WORK REQUIRED: Please render each of the following records as one row of a two-column CSV with the headers request and answer. Put each record's text and its answer in their own quoted fields, and replace line breaks with spaces.

MATERIAL FOR THE TASK:
"""

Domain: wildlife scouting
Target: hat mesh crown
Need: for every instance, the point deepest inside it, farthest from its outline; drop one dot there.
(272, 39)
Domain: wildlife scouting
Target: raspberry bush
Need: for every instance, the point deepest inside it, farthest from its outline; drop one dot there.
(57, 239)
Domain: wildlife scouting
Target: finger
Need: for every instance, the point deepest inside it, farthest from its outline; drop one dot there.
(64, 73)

"""

SOLUTION FOR THIS TASK:
request,answer
"Domain: wildlife scouting Target: hat mesh crown Need: for every instance, the point deepest inside it, farthest from its outline; drop one dot there.","(272, 39)"
"Domain: wildlife scouting Target: raspberry bush Need: for every instance, the point deepest inside it, farthest from its outline; drop one dot there.","(57, 239)"
"Domain: wildlife scouting Target: finger Need: for every instance, the point deepest inside it, farthest from its outline; drop one dot there.","(64, 73)"